> Given problem: Can you render all of the data below as a two-column CSV headed instruction and output, with one row for each instruction and its answer, each in a single quoted field with line breaks replaced by spaces?

**** Data supplied

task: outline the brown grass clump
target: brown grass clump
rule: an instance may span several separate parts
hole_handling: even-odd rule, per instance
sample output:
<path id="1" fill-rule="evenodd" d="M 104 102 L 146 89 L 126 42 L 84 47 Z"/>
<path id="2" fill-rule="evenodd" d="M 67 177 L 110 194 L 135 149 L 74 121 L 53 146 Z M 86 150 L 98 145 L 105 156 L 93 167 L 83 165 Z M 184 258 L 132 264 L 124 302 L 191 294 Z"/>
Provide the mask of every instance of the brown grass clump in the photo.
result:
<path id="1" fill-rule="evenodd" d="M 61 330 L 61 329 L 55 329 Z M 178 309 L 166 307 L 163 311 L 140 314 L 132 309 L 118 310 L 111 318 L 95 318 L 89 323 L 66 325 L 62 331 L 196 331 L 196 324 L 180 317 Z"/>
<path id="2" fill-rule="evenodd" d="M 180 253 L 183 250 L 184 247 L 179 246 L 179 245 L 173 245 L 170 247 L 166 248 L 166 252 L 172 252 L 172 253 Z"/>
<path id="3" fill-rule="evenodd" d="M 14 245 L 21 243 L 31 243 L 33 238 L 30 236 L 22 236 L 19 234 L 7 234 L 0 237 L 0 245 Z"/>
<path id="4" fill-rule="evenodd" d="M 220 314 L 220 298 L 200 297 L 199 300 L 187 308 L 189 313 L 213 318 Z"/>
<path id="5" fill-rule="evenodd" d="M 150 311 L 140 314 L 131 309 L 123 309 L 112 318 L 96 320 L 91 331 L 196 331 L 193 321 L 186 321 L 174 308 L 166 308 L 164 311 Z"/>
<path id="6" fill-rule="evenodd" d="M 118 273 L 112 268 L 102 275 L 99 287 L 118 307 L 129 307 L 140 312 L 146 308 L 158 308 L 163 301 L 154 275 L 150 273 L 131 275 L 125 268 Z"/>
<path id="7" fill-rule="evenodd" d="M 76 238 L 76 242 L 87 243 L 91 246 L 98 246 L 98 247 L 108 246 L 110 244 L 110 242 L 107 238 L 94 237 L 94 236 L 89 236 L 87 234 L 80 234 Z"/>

********

> Result below:
instruction,output
"task: outline the brown grass clump target: brown grass clump rule: an instance may span several separate parts hole_handling: even-odd rule, per instance sample output: <path id=""1"" fill-rule=""evenodd"" d=""M 104 102 L 146 89 L 126 42 L 84 47 Z""/> <path id=""2"" fill-rule=""evenodd"" d=""M 67 177 L 110 194 L 135 149 L 74 121 L 53 146 Z M 86 150 L 98 145 L 105 156 L 93 167 L 83 165 Z M 184 258 L 132 264 L 124 302 L 191 294 Z""/> Provide the mask of every instance of the brown grass clump in the photo. result:","<path id=""1"" fill-rule=""evenodd"" d=""M 61 330 L 61 329 L 55 329 Z M 178 309 L 166 307 L 163 311 L 140 314 L 132 309 L 118 310 L 111 318 L 95 318 L 89 323 L 66 325 L 62 331 L 196 331 L 196 324 L 180 317 Z""/> <path id=""2"" fill-rule=""evenodd"" d=""M 180 253 L 183 250 L 184 247 L 179 246 L 179 245 L 173 245 L 170 247 L 166 248 L 166 252 L 172 252 L 172 253 Z""/> <path id=""3"" fill-rule=""evenodd"" d=""M 14 245 L 21 243 L 31 243 L 33 238 L 30 236 L 22 236 L 19 234 L 7 234 L 0 237 L 0 245 Z""/> <path id=""4"" fill-rule=""evenodd"" d=""M 220 314 L 220 298 L 200 297 L 199 300 L 187 308 L 189 313 L 213 318 Z""/> <path id=""5"" fill-rule=""evenodd"" d=""M 150 311 L 140 314 L 131 309 L 123 309 L 112 318 L 96 320 L 91 331 L 196 331 L 193 321 L 186 321 L 174 308 L 166 308 L 164 311 Z""/> <path id=""6"" fill-rule=""evenodd"" d=""M 118 273 L 112 268 L 102 275 L 99 287 L 118 307 L 129 307 L 140 312 L 146 308 L 158 308 L 163 301 L 154 275 L 150 273 L 131 275 L 125 268 Z""/> <path id=""7"" fill-rule=""evenodd"" d=""M 76 238 L 76 242 L 87 243 L 91 246 L 98 246 L 98 247 L 108 246 L 110 244 L 110 242 L 107 238 L 94 237 L 94 236 L 89 236 L 87 234 L 80 234 Z""/>"